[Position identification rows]
** Start **
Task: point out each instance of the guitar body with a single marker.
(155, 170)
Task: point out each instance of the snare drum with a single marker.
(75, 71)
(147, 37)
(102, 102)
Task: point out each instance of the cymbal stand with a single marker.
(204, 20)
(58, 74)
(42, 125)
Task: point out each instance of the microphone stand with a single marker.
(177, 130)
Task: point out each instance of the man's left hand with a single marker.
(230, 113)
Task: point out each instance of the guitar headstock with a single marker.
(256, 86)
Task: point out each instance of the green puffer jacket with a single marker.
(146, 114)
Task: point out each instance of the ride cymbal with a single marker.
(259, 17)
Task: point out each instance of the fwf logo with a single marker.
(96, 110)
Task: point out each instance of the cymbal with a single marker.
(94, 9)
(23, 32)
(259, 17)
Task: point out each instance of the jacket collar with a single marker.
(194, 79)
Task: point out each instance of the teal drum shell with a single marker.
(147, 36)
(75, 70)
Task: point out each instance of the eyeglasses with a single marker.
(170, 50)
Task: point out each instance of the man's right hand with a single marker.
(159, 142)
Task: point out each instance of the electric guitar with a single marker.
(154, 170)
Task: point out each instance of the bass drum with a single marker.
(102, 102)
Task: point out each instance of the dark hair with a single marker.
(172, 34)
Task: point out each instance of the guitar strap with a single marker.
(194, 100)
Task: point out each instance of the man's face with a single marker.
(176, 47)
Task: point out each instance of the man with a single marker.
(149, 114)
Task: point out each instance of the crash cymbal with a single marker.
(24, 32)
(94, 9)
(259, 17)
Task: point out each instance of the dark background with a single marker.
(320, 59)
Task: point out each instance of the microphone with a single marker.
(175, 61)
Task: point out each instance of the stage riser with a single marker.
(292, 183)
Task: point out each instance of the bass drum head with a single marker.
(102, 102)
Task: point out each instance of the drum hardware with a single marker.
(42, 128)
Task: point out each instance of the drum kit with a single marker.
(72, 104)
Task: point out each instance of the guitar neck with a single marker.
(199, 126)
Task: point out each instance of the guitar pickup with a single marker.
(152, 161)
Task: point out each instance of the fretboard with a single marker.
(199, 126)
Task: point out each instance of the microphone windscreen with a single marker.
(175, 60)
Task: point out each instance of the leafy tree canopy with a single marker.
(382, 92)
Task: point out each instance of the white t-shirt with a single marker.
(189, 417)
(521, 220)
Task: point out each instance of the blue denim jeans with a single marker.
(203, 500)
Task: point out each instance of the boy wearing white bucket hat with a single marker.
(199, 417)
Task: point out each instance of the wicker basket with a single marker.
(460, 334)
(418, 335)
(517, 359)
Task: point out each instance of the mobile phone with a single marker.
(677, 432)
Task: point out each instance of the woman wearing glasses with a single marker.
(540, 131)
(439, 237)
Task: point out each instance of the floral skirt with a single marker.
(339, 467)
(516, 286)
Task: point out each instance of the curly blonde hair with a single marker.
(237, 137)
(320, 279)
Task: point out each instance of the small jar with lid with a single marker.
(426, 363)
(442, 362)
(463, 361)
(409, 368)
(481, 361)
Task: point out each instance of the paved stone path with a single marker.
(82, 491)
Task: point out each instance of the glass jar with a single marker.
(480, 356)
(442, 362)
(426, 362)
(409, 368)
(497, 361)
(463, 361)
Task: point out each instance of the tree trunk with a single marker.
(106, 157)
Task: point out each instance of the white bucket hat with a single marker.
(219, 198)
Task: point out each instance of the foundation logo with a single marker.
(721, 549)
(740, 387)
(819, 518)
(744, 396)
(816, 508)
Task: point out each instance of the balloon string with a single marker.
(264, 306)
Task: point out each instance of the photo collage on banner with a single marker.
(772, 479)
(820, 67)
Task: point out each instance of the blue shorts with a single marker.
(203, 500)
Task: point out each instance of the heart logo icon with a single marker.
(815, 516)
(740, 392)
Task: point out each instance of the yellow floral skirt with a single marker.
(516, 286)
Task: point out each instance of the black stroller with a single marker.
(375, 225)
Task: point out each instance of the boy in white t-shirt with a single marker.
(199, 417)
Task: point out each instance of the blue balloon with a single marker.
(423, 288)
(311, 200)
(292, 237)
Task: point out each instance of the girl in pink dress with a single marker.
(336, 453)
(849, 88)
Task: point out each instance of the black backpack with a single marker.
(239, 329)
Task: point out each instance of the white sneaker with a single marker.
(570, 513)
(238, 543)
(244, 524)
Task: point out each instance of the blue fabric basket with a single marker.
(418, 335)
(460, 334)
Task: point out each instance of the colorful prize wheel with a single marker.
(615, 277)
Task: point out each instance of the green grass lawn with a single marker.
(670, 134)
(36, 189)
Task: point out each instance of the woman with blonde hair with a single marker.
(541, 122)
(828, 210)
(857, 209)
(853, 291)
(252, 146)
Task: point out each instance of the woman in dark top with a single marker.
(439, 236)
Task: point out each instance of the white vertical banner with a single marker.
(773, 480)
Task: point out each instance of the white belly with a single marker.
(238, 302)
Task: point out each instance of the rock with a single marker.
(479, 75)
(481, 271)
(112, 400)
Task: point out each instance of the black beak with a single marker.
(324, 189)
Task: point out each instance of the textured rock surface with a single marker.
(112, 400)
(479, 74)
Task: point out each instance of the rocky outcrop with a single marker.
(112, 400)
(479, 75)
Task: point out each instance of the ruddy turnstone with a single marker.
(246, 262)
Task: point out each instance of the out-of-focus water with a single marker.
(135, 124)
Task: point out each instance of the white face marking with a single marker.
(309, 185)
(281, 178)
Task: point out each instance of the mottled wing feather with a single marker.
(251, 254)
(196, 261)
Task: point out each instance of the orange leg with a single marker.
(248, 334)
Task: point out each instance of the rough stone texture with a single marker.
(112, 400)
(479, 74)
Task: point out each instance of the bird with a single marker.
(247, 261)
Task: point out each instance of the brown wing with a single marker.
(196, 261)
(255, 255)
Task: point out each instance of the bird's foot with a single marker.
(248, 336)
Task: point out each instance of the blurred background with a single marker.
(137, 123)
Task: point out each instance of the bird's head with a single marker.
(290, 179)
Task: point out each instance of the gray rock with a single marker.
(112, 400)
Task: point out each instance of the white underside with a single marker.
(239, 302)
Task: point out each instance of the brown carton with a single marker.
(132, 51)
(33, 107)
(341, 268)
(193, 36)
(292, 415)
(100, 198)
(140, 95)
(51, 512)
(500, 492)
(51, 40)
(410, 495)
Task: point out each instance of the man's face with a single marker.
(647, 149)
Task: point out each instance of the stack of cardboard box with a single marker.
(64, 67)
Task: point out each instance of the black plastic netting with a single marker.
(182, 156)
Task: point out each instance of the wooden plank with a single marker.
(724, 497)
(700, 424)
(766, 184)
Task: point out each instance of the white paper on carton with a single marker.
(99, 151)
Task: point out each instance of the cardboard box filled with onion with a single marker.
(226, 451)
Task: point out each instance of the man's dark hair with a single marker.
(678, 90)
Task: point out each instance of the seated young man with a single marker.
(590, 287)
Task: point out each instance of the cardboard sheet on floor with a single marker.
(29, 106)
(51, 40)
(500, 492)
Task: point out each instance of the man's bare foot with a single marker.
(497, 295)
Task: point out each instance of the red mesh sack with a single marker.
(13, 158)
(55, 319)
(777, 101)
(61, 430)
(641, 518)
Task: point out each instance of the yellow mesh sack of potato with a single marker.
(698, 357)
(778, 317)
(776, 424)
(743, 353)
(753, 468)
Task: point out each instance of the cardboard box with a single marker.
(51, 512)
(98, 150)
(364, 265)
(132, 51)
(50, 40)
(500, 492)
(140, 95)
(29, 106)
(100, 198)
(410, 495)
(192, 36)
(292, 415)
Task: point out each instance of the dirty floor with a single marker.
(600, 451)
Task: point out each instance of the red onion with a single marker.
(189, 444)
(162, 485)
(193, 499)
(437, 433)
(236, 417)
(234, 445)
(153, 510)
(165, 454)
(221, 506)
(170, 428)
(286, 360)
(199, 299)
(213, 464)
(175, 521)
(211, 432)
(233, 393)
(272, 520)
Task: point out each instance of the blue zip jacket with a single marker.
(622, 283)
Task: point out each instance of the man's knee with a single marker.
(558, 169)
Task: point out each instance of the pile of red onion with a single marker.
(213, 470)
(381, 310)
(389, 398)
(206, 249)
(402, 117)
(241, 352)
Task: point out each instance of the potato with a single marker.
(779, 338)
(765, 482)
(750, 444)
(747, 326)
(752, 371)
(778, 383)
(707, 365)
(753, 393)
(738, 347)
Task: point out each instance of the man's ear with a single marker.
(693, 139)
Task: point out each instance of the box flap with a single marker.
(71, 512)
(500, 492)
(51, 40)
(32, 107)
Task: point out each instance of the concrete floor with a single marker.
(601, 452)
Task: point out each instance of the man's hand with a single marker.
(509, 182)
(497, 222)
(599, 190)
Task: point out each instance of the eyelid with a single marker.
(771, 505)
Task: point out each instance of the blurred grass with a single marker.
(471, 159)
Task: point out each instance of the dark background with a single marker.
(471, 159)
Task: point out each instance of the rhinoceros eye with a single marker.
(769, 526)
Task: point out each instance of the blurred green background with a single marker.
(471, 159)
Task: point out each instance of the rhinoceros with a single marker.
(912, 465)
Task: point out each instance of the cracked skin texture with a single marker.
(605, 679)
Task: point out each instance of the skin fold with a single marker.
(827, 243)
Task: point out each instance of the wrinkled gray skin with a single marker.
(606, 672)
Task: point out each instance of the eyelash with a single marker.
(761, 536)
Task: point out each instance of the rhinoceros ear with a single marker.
** End **
**Given request**.
Reproduce the rows from the one containing "Task: point out each instance of the blurred grass" through the end of the rows, substituting "rhino" for every occurrence of "rhinoceros" and leaving all else unchanged.

**In response**.
Task: point out each instance of the blurred grass with a single marker.
(471, 159)
Task: point out each instance of the dark background with a single marker.
(471, 159)
Task: point out each instance of the rhino eye with a single marker.
(769, 526)
Task: point out each instance of the blurred green background with a single marker.
(471, 159)
Task: point out each instance of the rhino with a single marker.
(912, 465)
Task: point out each instance of the cracked skin texture with a single marker.
(605, 679)
Task: point out each instance of the skin fold with a single marker.
(827, 243)
Task: point out each instance of the wrinkled gray skin with a single marker.
(606, 672)
Task: point out each instance of the eyelash with a single marker.
(761, 536)
Task: point out each instance of the rhino ear with a single marker.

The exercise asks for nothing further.